== Krótkie zadanie 1 ==
Przepisz dosłownie część tekstu z przepisami kulinarnymi, zaczynając od "Teraz biorę się" i kończąc na "i solą. Studzę.".
== Krótkie zadanie 2 ==
Kontynuuj tekst z przepisami na gruszki i tartę z kurkami, zaczynając zaraz po jego ostatnim zdaniu.

== Podany fragment ==
Pokazywanie postów oznaczonych etykietą Zachłannie. Pokaż wszystkie posty
Pokazywanie postów oznaczonych etykietą Zachłannie. Pokaż wszystkie posty

25 października 2014

Gruszki z sosem malinowym


Składnikid
dla 4 osób

4 twarde gruszki
sok z cytryny
200 gr cukru
1 laska cynamonu
1 laska wanilii
300 gr malin ( mogą być mrożone)i kilka do dekoracji


Przygotowanie

Gruszki obieram, przecinam na pół, wycinam gniazda nasienne i skrapiam sokiem z  cytryny. Przekrawam wanilię wzdłuż na pół, wyskrobuję nasionka. Wkładam wszystko do garnka, wsypuję cukier i cynamon. Wlewam wodę by przykryła owoce i gotuję ok 10 minut od zagotowania na bardzo małym ogniu. Trzeba uważać, żeby nie rozgotować gruszek. Zdejmuję z ognia i odstawiam do całkowitego wystygnięcia owoców w syropie.
Maliny wrzucam do garnka i gotuję 5 minut. Próbuję i dosładzam jeśli są zbyt kwaśne. Studzę i przecieram przez sito. Odstawiam do lodówki.
Z syropu wyjmuję wanilię, płuczę zimną wodą i osuszam. Użyję do dekoracji.
Wyjmuję gruszki z syropu, kroję w plastry. W pucharku układam wachlarz z owoców, polewam sosem malinowym i dekoruję wanilią.
Smacznego!




24 października 2014

Wytrawna tarta z kurkami

To danie jest bardzo sycące, wystarcza niewielki kawałek by się najeść. Zwykle zostaje co nieco na kolejny dzień.

Składniki

gotowe ciasto francuskie
30 dag kurek
1 duża cebula
3 ząbki czosnku
 3 jajka
200 ml kremówki
10 dag startego, łagodnego żółtego sera
garść natki
pół łyżeczki tymianku
sól, pieprz, szczypta gałki muszkatołowej


Przygotowanie

Piekarnik nagrzewam do 200 stopni. Wylepiam ciastem płaską formę, przykrywam papierem do pieczenia, wsypuję na to szklankę suchego grochu i wstawiam na 20 minut do piekarnika czyli podpiekam ciasto na biało.
Teraz biorę się za nadzienie. Cebulę siekam dość drobno, czosnek podobnie. Czyszczę kurki, mniejsze zostawiam w całości, duże kroję na pół. Siekam natkę.
Na patelni karmelizuję cebulę i czosnek na łyżce oliwy i masła. Dodaję grzyby, tymianek, lekko solę i duszę około 15 minut. Gdy woda odparuje z patelni doprawiam pieprzem i solą. Studzę.
Podpieczony spód wyjmuję z pieca, zdejmuję fasolę i papier, studzę( balkon bywa bardzo użyteczny).
Gdy składniki ostygną łączę podsmażone grzyby z natką, całymi jajkami, śmietaną i serem. Mieszam. Wykładam to na podpieczony spód i wstawiam na 25-30 minut do piekarnika. Tarta jest gotowa gdy masa się setnie i zacznie złocić z wierzchu.
Podaję gorącą z miską zielonej sałaty.

== Pozycje do oznaczania obszarów ==
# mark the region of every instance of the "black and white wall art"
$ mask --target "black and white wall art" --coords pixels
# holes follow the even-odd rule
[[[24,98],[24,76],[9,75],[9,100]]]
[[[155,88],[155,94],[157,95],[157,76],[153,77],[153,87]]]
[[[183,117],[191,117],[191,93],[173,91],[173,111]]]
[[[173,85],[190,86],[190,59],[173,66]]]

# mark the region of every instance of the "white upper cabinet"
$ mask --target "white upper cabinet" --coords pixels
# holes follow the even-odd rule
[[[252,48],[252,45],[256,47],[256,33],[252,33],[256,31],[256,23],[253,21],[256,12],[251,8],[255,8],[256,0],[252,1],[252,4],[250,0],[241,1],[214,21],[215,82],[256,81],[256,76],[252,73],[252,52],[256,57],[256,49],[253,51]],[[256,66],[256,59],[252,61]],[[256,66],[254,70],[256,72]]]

== Ostateczna odpowiedź 1 ==
Teraz biorę się za nadzienie. Cebulę siekam dość drobno, czosnek podobnie. Czyszczę kurki, mniejsze zostawiam w całości, duże kroję na pół. Siekam natkę.
Na patelni karmelizuję cebulę i czosnek na łyżce oliwy i masła. Dodaję grzyby, tymianek, lekko solę i duszę około 15 minut. Gdy woda odparuje z patelni doprawiam pieprzem i solą. Studzę.

== Ostateczna odpowiedź 2 ==
23 października 2014

Zupa z pomidorków koktajlowych z musem z koziego sera

Przystawka nr 2

Składniki
dla 4 osób

Na zupę
600 gr pomidorków koktajlowych
mała cebula
1 ząbek czosnku
sól selerowa, pieprz


Na mus 
100 ml kremówki
100 gr świeżego, białego koziego sera
biały pieprz


Na pesto
garść listków bazylii
100 ml oliwy
malutki ząbek czosnku
30 gr orzeszków pinii
sól, pieprz


Przygotowanie

Zaczynam od musu, gdyż potrzebuje 2-3 godzin w lodówce żeby stężeć. Podgrzewam śmietanę, rozpuszczam w niej serek, doprawiam do smaku i chłodzę. Następnie ubijam jak śmietanę. Konsystencja nie jest oczywiście taka sama, ale wystarcza by mus był lekki jak piórko.
Następnie robię zupę. Pomidorki kroję na pół. Do garnka wlewam 2 łyżki oliwy. Wrzucam posiekaną cebulę i czosnek. Gdy się zeszklą dodaję pomidorki. NIE dolewam wody. Pomidory puszczą sok i to wystarczy. Gotuję zupę na wolnym ogniu przez 20 minut. Miksuję i przecieram przez sito ( dzięki temu jest idealnie gładka). Doprawiam do smaku i dodaję jeszcze łyżkę oliwy. Zupa stanie się błyszcząca i aksamitna. Chłodzę.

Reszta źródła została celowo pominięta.